**What the task asks**
Rewrite the rows below as a two-column CSV with the header command,polygons: one line per row, each field quoted, with line breaks inside a field replaced by spaces. Leave the images out.

Data listing:
• • • •

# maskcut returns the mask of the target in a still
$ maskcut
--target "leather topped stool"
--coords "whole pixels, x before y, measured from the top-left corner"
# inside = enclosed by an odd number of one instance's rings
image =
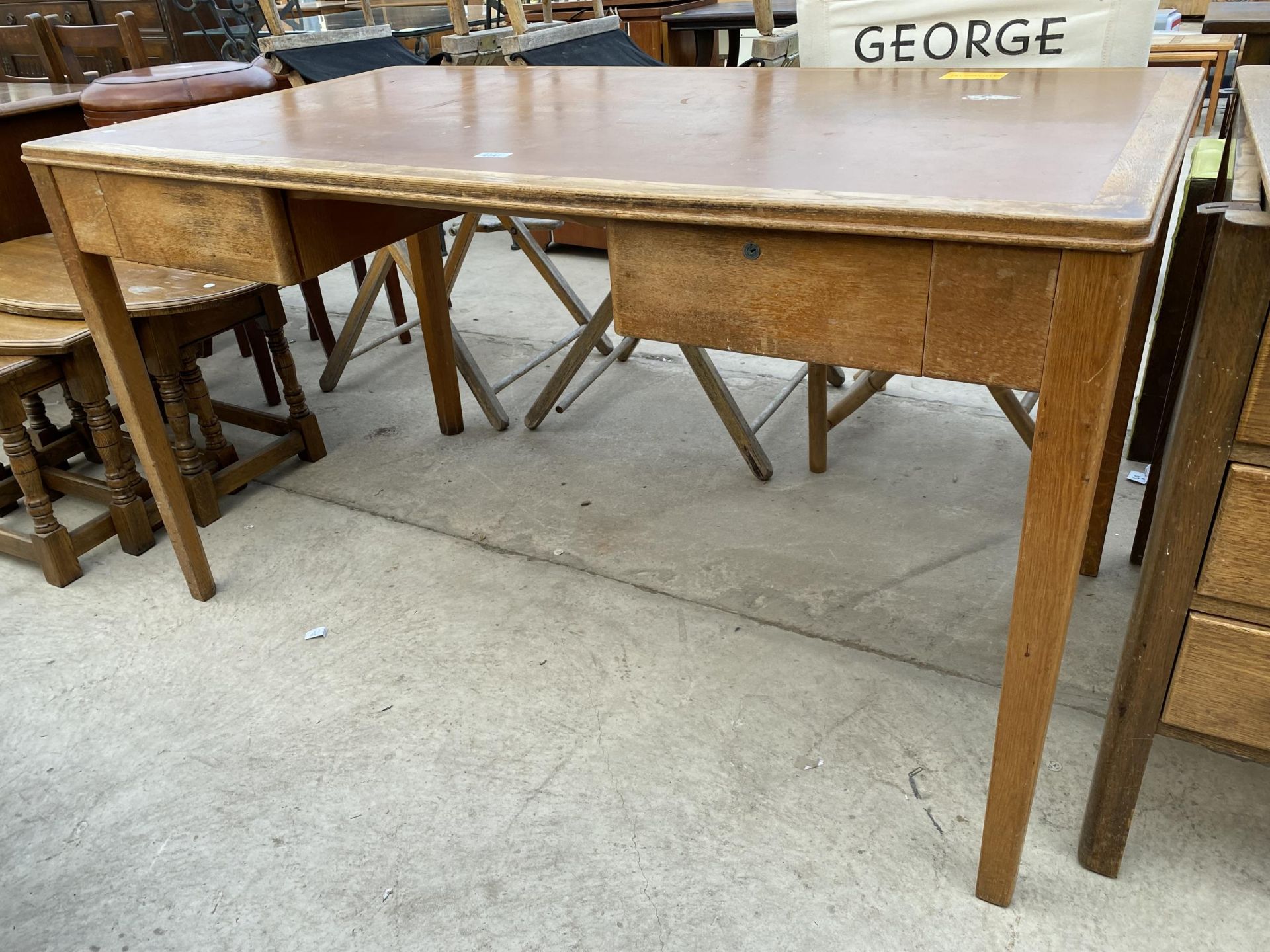
[[[259,61],[179,62],[102,76],[84,90],[80,107],[89,126],[112,126],[272,93],[286,85]]]
[[[276,89],[287,89],[290,85],[286,76],[276,76],[269,70],[263,57],[257,57],[249,63],[166,63],[145,70],[112,72],[94,80],[80,96],[80,108],[84,110],[84,121],[95,128],[130,119],[142,119],[147,116],[174,113],[196,105],[245,99],[260,93],[272,93]],[[354,274],[357,274],[358,264],[361,261],[354,261]],[[357,281],[361,284],[361,277]],[[335,348],[335,334],[330,327],[330,317],[326,315],[321,287],[316,279],[311,279],[302,282],[300,291],[304,294],[305,306],[309,308],[309,339],[320,339],[323,349],[329,355]],[[390,282],[389,294],[394,322],[405,324],[405,305],[400,302],[401,292],[395,272]],[[408,340],[409,334],[403,335],[401,343]],[[271,406],[279,402],[277,385],[264,354],[267,348],[254,329],[251,329],[250,340],[245,335],[239,336],[239,347],[244,357],[255,358],[265,400]]]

• • • •

**Written response**
command,polygons
"# maskcut returns the mask of the target in a still $ maskcut --target ""leather topped stool"" --coords ""whole pixels, x before y, measured from the top-left corner"" # inside = enclosed by an odd number of one instance's rings image =","[[[259,61],[179,62],[102,76],[84,90],[80,107],[89,126],[112,126],[272,93],[286,85]]] [[[276,89],[287,89],[290,85],[286,76],[276,76],[269,70],[263,57],[257,57],[249,63],[166,63],[145,70],[112,72],[94,80],[80,96],[80,108],[84,110],[84,121],[95,128],[130,119],[142,119],[147,116],[174,113],[196,105],[245,99],[260,93],[272,93]],[[354,274],[357,274],[358,264],[361,261],[354,261]],[[357,281],[361,284],[361,277]],[[335,348],[335,334],[330,327],[330,317],[326,315],[321,287],[316,279],[311,279],[302,282],[300,291],[304,294],[305,306],[309,308],[309,339],[320,339],[323,349],[329,355]],[[390,282],[389,294],[394,322],[405,324],[405,305],[400,302],[401,292],[395,272]],[[408,340],[409,334],[403,335],[401,343]],[[271,406],[279,402],[277,385],[264,354],[267,348],[254,329],[251,329],[250,340],[245,335],[239,336],[239,347],[244,357],[255,358],[265,400]]]"